Written problem 1. Rewrite the passage about ASIC resistance from "The only improvement" up to and including "without a context?", changing "HASH" to "MIX" wherever it occurs.

======== Given passage

So an ASIC would need to unroll HASH up to K times in each pipeline to retain full speed if I understand it correctly. With well selected parameters, this could be tough to manufacture.

The only improvement I can think of is to spice up HASH function with bit of math that takes lots of transistors to implement, but still executes quickly on CPU/GPU. Inspiration could be recently released monero cryptonight v2 where they use 64bit integer division and integer square root in the AES loop to introduce computation latency to the loop (and they also do other stuff like using full cache lines).

tromp where do you get your coding dialect(for lack of a better word) from? Its rather strange to me. What do “?” and “:” mean without a context?

I’m guessing it takes a bool from the left to decide between the two statements; but thats a guess; even if I’m right you probably shouldn’t be using it for pseudo code

So an ASIC would need to unroll HASH up to K times in each pipeline to retain full speed if I understand it correctly.

I don’t think so, I would guess graph generation and edge trimming would be waterfalled anyway.

================
======== Available data

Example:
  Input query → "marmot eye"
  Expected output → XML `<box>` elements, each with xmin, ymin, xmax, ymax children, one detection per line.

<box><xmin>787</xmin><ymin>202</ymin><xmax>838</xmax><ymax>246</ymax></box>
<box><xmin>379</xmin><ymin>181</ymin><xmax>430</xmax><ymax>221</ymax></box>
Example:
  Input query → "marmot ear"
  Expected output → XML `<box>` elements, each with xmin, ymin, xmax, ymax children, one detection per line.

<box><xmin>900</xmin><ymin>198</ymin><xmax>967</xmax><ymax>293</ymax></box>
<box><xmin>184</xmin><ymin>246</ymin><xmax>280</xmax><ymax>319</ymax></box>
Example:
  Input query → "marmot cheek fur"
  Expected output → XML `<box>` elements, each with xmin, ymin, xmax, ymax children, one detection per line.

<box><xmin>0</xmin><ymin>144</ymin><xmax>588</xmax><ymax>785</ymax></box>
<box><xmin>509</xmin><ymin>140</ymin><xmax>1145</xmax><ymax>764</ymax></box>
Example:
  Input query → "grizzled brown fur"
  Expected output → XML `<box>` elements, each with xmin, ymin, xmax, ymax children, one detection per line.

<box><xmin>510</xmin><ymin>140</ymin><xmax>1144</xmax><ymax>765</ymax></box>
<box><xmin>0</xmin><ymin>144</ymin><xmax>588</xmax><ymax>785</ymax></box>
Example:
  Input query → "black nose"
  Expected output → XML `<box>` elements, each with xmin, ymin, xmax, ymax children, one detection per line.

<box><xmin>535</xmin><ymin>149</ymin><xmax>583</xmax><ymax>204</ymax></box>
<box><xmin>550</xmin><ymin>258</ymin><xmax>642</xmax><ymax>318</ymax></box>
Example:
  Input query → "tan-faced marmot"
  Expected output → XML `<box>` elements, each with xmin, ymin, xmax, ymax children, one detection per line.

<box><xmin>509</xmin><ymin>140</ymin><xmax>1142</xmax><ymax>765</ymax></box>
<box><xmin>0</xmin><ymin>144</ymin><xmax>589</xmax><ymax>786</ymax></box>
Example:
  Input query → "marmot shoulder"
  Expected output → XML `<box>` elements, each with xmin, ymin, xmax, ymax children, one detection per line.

================

Written problem 2. Copy out each line of the rows that contains the string "Input", matching case exactly.

Task result 1.
The only improvement I can think of is to spice up MIX function with bit of math that takes lots of transistors to implement, but still executes quickly on CPU/GPU. Inspiration could be recently released monero cryptonight v2 where they use 64bit integer division and integer square root in the AES loop to introduce computation latency to the loop (and they also do other stuff like using full cache lines).

tromp where do you get your coding dialect(for lack of a better word) from? Its rather strange to me. What do “?” and “:” mean without a context?

Task result 2.
  Input query → "marmot eye"
  Input query → "marmot ear"
  Input query → "marmot cheek fur"
  Input query → "grizzled brown fur"
  Input query → "black nose"
  Input query → "tan-faced marmot"
  Input query → "marmot shoulder"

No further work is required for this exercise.